● Directives
[A] In the forum thread below, what kind of teachers does marymoocow say schools were driving toward employing?
[B] Which usernames appear in the forum thread below? List every one.
[C] Write out the passage of the forum thread below that begins at the words "I've long been" and stops after the words "each child's individuality.".

● Text provided
+===+

Discussion in 'Personal' started by sparkleghirl, Oct 4, 2015.

  1. sparkleghirl

    sparkleghirl Star commenter

    grumpydogwoman likes this.
  2. marymoocow

    marymoocow Star commenter

    I've long been saying this. As a fairly quiet person myself, I hated this drive towards employing only tigger teachers, bouncing in loud enthusiasm. I used to see quieter children overwhelmed by these teachers. There used to be a variety of personality types in teaching, some children worked well with one type of teacher and others with another, but there would be a balance through there time in school. Now introverts are often treated like they have an affliction that needs to be cured and to be forced to conform to team work, rather than meeting the needs of everyone and celebrated each child's individuality.

+===+

● Data lines
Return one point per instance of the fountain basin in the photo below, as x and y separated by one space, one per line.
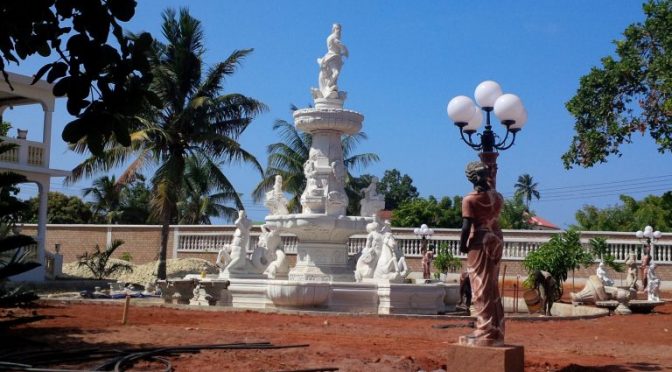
284 293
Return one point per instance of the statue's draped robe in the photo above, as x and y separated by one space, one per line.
485 252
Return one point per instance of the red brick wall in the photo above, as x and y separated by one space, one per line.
142 243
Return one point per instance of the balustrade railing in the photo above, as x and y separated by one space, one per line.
515 247
27 152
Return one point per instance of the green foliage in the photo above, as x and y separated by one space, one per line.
194 117
126 256
98 261
627 94
15 258
514 214
5 126
600 251
61 208
527 189
446 213
202 196
287 158
561 254
396 188
630 216
444 261
106 81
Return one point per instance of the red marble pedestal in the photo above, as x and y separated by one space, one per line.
463 358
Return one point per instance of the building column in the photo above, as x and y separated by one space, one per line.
46 137
43 189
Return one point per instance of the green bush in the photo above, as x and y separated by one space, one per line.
126 256
561 254
445 262
97 262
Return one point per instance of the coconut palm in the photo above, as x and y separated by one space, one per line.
527 188
202 200
192 117
106 193
286 158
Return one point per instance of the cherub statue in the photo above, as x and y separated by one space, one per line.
332 62
275 199
631 278
602 274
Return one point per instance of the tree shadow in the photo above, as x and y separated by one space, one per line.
629 367
57 347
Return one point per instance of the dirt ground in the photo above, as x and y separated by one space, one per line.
641 342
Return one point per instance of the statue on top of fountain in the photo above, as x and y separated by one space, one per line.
275 199
330 65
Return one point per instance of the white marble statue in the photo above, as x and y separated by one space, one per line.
366 264
239 245
275 199
602 274
332 62
387 266
372 203
631 277
280 266
264 251
653 285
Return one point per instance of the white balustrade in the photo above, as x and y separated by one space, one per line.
516 247
27 153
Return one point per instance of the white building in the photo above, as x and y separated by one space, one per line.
31 157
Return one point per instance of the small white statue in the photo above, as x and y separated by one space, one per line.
653 285
239 245
332 62
275 199
387 267
268 242
372 203
366 264
391 263
631 278
279 267
602 274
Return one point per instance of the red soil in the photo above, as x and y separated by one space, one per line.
350 343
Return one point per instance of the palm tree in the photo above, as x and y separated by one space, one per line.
191 118
286 158
527 188
202 199
106 193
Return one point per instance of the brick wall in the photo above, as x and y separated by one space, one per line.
142 243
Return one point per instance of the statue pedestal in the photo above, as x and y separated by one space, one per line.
507 358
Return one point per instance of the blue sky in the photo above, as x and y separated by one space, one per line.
407 60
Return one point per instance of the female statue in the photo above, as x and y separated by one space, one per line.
331 63
482 241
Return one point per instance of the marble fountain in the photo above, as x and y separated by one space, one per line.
324 277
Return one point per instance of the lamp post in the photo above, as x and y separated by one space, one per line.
468 117
651 238
423 232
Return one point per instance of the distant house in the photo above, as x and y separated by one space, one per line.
31 157
538 223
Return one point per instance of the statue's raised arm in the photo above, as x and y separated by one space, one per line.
332 62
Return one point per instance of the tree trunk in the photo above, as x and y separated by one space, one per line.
163 251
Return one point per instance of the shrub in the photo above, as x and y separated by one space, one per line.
444 261
561 254
126 256
97 262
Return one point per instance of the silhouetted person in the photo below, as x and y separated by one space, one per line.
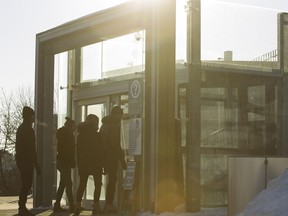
113 153
65 162
26 157
89 160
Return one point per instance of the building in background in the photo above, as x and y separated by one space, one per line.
186 110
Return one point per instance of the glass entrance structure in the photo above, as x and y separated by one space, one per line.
202 91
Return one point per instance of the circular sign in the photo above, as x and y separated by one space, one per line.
135 89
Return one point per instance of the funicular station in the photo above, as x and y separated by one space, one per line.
184 115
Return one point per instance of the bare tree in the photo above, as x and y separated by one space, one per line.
11 105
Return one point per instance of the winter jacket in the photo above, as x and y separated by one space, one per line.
26 155
66 147
89 149
110 134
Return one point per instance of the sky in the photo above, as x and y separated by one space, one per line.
21 20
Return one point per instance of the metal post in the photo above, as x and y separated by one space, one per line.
193 166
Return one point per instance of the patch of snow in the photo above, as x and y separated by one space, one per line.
273 201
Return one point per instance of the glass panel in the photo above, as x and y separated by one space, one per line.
124 55
60 103
91 62
99 110
60 86
240 104
114 57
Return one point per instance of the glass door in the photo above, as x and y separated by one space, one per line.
99 107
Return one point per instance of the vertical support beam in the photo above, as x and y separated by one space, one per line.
193 161
161 101
44 127
283 62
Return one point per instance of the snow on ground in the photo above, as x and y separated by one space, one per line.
273 201
204 212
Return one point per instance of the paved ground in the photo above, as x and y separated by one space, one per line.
9 207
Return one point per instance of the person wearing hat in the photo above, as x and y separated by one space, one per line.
113 153
89 160
26 157
65 162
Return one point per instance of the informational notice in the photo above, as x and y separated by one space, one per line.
134 147
135 102
128 181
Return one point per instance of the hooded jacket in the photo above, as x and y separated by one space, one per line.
25 146
110 134
89 149
66 147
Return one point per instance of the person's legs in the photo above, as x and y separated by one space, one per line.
81 187
97 190
60 191
80 191
69 191
112 178
26 174
61 188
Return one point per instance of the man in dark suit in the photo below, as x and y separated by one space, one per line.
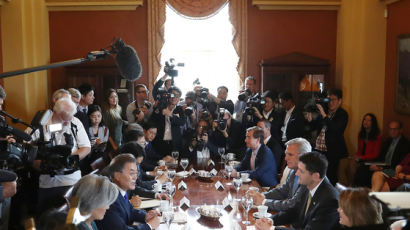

+===+

● Results of the tasks
[A] Only "tigger teachers," bouncing in loud enthusiasm.

[B] sparkleghirl, grumpydogwoman, marymoocow

[C]
I've long been saying this. As a fairly quiet person myself, I hated this drive towards employing only tigger teachers, bouncing in loud enthusiasm. I used to see quieter children overwhelmed by these teachers. There used to be a variety of personality types in teaching, some children worked well with one type of teacher and others with another, but there would be a balance through there time in school. Now introverts are often treated like they have an affliction that needs to be cured and to be forced to conform to team work, rather than meeting the needs of everyone and celebrated each child's individuality.